─── Listed records

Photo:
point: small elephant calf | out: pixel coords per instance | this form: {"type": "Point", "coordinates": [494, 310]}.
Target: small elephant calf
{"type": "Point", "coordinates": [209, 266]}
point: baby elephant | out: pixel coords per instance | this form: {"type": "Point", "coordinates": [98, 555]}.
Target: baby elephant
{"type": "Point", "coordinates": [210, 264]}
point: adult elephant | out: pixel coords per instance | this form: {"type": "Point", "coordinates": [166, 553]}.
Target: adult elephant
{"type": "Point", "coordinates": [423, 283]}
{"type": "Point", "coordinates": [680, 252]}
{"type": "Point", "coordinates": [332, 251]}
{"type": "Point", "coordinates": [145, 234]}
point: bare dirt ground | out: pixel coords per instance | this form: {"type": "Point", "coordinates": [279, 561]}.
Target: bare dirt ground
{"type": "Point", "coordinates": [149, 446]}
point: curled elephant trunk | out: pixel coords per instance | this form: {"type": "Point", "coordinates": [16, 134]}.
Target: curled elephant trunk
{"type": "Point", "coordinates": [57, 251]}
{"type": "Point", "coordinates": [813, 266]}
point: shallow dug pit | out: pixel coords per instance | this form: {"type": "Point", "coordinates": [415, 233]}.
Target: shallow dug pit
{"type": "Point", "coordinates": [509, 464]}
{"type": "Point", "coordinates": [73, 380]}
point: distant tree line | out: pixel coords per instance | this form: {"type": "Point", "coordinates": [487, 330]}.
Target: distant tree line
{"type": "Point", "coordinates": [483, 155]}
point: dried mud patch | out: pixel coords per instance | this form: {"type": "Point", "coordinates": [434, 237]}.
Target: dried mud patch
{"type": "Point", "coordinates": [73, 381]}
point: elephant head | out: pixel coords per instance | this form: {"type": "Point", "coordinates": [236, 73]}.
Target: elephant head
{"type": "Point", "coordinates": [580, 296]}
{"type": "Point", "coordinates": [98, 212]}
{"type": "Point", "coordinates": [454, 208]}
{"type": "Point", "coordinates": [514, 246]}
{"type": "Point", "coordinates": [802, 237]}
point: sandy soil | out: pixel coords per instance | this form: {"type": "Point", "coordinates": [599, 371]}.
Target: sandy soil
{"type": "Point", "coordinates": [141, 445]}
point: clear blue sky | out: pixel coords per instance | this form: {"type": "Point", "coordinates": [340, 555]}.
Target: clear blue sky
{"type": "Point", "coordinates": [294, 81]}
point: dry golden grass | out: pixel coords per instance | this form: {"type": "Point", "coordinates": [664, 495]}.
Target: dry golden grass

──────

:: Your task ::
Every line from the one containing "point: elephant head" through the end of the data must be repeated exactly, and no other line.

:: Solution ::
point: elephant head | out: pixel coords per instance | this form: {"type": "Point", "coordinates": [236, 73]}.
Target: elephant head
{"type": "Point", "coordinates": [580, 296]}
{"type": "Point", "coordinates": [98, 212]}
{"type": "Point", "coordinates": [454, 208]}
{"type": "Point", "coordinates": [514, 246]}
{"type": "Point", "coordinates": [802, 237]}
point: sandy soil | out: pixel coords per instance | this form: {"type": "Point", "coordinates": [599, 371]}.
Target: sandy soil
{"type": "Point", "coordinates": [141, 445]}
point: clear blue sky | out: pixel coords per instance | this form: {"type": "Point", "coordinates": [340, 555]}.
Target: clear blue sky
{"type": "Point", "coordinates": [294, 81]}
point: dry golden grass | out: pixel coords per instance | this form: {"type": "Point", "coordinates": [664, 495]}.
Target: dry golden grass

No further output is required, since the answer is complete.